#### Working data:
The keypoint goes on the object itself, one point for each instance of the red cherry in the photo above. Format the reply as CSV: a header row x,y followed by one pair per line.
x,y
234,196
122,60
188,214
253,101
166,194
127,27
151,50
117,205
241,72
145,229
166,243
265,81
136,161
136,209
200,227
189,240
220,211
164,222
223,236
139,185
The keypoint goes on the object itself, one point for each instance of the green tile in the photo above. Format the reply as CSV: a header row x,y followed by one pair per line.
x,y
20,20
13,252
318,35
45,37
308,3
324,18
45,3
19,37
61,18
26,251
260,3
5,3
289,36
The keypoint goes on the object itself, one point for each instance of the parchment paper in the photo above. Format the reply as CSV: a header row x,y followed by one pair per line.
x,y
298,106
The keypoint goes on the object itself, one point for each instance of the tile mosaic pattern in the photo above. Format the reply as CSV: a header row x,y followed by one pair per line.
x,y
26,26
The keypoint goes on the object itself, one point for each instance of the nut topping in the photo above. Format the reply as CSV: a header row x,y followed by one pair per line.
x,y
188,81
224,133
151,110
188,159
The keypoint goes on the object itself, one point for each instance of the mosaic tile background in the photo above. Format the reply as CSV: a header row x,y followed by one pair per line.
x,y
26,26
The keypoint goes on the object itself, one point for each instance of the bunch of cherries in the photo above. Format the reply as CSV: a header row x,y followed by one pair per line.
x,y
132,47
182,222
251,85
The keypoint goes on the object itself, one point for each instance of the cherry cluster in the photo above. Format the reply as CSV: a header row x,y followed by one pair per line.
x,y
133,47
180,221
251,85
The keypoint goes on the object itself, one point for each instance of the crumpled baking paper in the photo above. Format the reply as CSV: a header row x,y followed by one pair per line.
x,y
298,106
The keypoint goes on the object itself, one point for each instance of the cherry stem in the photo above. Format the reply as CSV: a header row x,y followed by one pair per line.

#### Task instructions:
None of the records may be left out; each is to be restated exactly.

#### Your solution:
The keypoint goes on the object itself, one point for each instance of the red cherry in the photo above. Format the reply as CSV: a header row x,y followed by one pair per line.
x,y
234,196
122,60
188,214
253,101
166,194
127,27
151,50
117,205
241,72
145,229
166,243
265,81
136,161
136,209
200,227
189,240
220,211
164,222
223,236
139,185
The keypoint goes on the object itself, one point for each instance of the green tile in the photo above. Format the reply as CSV: a header row x,y followed by one pair per line.
x,y
20,20
13,252
318,35
45,37
308,3
324,18
45,3
19,37
61,18
26,251
260,3
5,3
289,36
The keypoint goes on the object itself, one point for each instance of the parchment paper in the photo above. Format the reply as CSV: a header row x,y followed by one pair per line.
x,y
298,106
The keypoint goes on the object itself, one point for each instance of the tile mosaic pattern in the photo above. Format the reply as CSV: a header row x,y followed by one pair per line.
x,y
26,26
The keypoint goes on the object itself, one point for each instance of the nut topping in the photo above. Format the reply as CSV: a header row x,y followed by one pair per line.
x,y
188,81
224,133
151,110
188,159
The keypoint goes on the object itself, one point for each instance of the mosaic tile background in the photo above. Format the reply as CSV: a header row x,y followed by one pair per line.
x,y
26,26
The keypoint goes on the object itself, one point for each instance of the bunch of cherries in the photo above. Format the reply as CSV: a header row x,y followed by one pair per line.
x,y
132,47
182,222
251,85
The keypoint goes on the object itself, one point for each instance of the cherry cluster in the photo above. Format the reply as CSV: a header row x,y followed by one pair per line.
x,y
133,47
180,221
251,85
The keypoint goes on the object itself, one point for each instance of the crumpled baking paper in the photo above. Format the reply as CSV: a header row x,y followed by one pair per line.
x,y
298,106
The keypoint goes on the object itself, one point for each instance of the cherry stem in the photo above. Format the reply as CSV: a header row x,y followed by one pair per line.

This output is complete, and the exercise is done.